[Exercise]:
Locate the line that contains "Pick out each instance of the tugboat" in the entries below. Retype it and all following lines through the final one, character for character.

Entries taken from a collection
--------------------------------------------------

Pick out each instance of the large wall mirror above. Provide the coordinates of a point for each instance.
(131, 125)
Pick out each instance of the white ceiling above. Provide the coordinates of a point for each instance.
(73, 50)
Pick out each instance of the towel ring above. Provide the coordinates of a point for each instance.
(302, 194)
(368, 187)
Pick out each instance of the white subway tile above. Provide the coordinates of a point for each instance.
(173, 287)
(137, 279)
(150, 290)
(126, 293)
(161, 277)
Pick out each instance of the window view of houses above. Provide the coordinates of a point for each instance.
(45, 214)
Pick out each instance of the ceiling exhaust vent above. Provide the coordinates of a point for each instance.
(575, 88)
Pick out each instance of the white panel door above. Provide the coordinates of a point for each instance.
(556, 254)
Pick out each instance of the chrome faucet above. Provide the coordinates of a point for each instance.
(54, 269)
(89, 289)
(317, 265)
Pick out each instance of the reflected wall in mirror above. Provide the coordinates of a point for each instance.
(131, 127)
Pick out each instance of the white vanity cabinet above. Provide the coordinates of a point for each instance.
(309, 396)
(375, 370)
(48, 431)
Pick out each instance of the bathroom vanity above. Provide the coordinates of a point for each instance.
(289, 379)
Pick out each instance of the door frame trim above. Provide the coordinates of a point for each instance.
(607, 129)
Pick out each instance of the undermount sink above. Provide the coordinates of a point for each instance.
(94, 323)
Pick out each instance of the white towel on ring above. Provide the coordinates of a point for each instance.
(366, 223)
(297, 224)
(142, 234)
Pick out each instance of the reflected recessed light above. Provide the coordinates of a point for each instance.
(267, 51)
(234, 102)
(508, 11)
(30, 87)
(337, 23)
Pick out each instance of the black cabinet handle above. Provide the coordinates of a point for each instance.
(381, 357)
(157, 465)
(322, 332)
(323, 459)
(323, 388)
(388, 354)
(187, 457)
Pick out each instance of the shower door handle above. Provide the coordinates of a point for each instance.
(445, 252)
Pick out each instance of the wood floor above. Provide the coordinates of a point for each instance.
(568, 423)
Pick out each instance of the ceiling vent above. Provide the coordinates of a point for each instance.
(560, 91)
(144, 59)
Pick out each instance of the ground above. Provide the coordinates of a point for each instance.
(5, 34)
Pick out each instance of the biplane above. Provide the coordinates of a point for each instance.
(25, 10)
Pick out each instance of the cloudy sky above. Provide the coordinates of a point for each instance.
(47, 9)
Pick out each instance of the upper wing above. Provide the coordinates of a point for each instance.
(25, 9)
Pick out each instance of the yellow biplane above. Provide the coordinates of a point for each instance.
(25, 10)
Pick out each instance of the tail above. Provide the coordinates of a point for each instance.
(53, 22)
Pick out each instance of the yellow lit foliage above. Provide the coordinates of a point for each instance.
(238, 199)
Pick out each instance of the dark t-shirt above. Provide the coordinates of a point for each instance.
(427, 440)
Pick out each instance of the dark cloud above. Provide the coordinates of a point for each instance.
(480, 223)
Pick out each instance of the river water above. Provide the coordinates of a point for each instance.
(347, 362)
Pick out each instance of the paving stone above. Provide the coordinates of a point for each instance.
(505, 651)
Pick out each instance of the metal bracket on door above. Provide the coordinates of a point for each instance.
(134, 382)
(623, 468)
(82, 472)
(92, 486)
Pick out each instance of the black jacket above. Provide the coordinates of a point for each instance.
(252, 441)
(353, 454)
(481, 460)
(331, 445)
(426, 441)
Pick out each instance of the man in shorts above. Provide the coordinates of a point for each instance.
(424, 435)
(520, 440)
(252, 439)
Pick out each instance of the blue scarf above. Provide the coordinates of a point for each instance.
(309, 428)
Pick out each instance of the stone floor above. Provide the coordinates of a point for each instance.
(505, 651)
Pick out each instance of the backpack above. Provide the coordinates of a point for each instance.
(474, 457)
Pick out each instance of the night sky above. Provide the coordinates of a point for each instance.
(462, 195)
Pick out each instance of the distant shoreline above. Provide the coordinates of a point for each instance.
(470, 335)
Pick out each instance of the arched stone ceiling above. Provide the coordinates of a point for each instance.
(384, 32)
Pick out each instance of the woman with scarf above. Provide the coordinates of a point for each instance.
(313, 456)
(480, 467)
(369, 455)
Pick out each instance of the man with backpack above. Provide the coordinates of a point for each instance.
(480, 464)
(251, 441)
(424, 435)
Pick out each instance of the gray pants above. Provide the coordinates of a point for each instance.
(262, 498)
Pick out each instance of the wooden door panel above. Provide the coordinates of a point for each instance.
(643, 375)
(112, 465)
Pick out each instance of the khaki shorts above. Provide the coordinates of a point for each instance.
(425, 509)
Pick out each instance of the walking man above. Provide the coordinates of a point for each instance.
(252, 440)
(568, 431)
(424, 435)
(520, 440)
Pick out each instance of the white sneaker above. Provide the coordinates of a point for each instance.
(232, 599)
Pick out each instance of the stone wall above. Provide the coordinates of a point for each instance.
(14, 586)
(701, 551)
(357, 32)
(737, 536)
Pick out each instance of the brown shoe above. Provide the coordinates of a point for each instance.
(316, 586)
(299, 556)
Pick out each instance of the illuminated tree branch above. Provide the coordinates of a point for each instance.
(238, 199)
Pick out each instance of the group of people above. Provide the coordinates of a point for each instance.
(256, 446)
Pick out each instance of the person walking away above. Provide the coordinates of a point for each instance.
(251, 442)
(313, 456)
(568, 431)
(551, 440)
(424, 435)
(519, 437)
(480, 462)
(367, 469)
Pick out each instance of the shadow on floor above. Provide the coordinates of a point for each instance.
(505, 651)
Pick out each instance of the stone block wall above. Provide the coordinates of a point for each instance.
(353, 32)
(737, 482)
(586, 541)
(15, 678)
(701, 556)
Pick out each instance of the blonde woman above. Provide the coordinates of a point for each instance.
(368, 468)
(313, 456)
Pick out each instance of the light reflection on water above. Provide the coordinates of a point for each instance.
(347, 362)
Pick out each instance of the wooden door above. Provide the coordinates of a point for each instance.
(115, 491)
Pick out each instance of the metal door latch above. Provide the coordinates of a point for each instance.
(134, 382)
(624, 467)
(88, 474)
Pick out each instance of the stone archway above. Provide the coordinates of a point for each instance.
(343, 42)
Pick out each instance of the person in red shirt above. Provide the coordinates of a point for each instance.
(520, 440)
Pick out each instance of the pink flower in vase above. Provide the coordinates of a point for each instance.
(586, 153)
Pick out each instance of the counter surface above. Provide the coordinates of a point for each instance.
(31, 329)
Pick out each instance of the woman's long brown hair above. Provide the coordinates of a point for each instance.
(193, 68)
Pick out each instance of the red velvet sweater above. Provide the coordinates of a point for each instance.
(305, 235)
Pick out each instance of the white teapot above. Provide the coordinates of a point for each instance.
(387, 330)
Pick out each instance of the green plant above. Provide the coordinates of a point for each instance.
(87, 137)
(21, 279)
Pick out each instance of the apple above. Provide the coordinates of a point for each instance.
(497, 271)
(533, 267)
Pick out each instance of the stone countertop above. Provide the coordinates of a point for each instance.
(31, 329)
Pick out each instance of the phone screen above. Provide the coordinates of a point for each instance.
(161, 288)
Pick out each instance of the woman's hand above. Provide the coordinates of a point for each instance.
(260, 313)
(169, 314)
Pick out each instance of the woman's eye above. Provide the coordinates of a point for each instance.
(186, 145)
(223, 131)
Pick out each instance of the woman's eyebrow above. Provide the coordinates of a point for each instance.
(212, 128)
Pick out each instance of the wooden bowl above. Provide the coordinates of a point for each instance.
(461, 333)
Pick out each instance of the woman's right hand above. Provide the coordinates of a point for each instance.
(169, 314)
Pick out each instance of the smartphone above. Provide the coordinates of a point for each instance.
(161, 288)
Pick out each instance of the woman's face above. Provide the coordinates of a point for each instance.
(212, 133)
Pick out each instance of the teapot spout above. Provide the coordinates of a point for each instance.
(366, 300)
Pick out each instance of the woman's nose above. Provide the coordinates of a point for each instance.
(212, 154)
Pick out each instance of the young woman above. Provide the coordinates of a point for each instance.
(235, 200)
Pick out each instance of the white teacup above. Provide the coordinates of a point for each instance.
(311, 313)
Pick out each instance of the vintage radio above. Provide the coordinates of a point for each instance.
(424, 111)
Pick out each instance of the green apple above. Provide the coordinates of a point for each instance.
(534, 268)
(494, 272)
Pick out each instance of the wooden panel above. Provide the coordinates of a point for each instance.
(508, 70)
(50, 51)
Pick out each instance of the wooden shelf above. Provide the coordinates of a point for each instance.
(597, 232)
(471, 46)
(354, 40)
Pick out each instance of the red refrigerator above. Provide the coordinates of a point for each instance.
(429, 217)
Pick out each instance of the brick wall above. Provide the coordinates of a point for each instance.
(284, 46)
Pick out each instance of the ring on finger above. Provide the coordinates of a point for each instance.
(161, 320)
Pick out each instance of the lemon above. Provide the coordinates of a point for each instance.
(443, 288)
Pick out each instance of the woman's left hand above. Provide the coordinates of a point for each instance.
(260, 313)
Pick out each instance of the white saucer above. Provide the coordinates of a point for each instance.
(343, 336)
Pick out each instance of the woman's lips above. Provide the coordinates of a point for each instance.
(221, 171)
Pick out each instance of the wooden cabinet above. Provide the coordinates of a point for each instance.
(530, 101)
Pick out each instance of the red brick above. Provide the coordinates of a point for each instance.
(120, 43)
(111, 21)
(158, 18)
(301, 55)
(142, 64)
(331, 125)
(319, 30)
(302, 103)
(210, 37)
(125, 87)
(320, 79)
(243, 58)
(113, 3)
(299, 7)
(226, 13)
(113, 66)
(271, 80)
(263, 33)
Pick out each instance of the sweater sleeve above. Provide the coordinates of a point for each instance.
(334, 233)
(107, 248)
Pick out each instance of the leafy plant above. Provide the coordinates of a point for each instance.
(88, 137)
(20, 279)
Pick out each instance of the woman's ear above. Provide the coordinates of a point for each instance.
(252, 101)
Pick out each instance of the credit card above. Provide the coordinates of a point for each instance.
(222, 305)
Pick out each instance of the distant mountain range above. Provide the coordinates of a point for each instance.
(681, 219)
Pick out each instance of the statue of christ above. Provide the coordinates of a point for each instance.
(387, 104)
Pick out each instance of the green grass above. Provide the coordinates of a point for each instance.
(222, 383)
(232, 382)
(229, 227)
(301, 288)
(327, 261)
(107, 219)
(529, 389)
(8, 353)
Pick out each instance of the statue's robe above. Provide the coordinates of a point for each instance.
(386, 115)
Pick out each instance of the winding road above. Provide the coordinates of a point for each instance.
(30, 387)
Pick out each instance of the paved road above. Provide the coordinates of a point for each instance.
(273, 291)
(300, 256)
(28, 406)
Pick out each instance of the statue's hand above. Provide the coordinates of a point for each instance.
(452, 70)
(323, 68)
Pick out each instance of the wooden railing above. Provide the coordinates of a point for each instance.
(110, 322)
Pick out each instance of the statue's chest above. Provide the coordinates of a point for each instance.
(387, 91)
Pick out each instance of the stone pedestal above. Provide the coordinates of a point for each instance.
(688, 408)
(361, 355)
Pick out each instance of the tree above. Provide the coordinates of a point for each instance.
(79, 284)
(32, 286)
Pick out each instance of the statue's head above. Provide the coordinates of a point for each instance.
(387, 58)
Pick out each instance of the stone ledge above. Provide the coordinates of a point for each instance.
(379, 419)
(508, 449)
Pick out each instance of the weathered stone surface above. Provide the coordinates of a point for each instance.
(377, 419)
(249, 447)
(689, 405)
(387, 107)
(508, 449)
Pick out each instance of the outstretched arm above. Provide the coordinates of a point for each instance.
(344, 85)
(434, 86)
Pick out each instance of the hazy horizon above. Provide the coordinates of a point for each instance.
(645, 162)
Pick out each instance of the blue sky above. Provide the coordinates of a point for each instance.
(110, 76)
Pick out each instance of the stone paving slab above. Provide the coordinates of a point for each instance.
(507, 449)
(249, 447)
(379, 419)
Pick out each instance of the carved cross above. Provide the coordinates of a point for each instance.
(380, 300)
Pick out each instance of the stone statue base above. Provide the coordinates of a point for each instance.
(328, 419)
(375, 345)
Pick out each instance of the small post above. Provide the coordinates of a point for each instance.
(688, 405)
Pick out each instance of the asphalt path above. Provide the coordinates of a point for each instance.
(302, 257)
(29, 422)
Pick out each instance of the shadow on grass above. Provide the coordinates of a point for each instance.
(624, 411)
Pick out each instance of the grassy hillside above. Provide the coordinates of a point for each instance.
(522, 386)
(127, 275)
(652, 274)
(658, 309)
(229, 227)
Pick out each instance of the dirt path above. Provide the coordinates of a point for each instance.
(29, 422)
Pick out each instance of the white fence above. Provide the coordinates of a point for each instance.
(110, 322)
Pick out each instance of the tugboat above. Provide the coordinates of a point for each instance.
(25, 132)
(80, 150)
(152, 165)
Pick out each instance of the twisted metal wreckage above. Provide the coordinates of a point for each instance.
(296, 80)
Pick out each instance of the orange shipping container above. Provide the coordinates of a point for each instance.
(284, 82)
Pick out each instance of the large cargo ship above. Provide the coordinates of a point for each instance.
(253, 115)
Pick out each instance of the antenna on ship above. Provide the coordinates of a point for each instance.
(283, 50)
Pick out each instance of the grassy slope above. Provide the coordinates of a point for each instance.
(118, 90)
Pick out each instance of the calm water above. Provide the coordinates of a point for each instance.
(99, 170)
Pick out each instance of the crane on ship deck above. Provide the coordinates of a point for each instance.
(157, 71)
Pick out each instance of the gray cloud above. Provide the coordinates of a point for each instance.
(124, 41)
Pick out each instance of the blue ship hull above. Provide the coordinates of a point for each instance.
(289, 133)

--------------------------------------------------

[Correct result]:
Pick out each instance of the tugboat above. Provide the coordinates of a point for each instance.
(25, 132)
(80, 150)
(152, 165)
Pick out each instance of the twisted metal wreckage above. Provide the coordinates of a point for each instance.
(296, 80)
Pick out each instance of the orange shipping container above. Provide the coordinates of a point for each instance.
(284, 82)
Pick out each instance of the large cargo ship above. Provide the coordinates of a point for each instance.
(253, 115)
Pick out each instance of the antenna on ship above. Provide the coordinates of a point for each instance.
(283, 50)
Pick out each instance of the grassy slope above. Provide the coordinates of a point for each instance.
(118, 90)
Pick out each instance of the calm water above. Provide the coordinates of a point for each instance.
(99, 170)
Pick out each instance of the crane on ship deck above. Provide the coordinates of a point for each instance.
(157, 71)
Pick out each instance of the gray cloud above. Provide the coordinates of a point for each instance.
(124, 41)
Pick out each instance of the blue ship hull above. Provide the coordinates of a point for each instance.
(289, 133)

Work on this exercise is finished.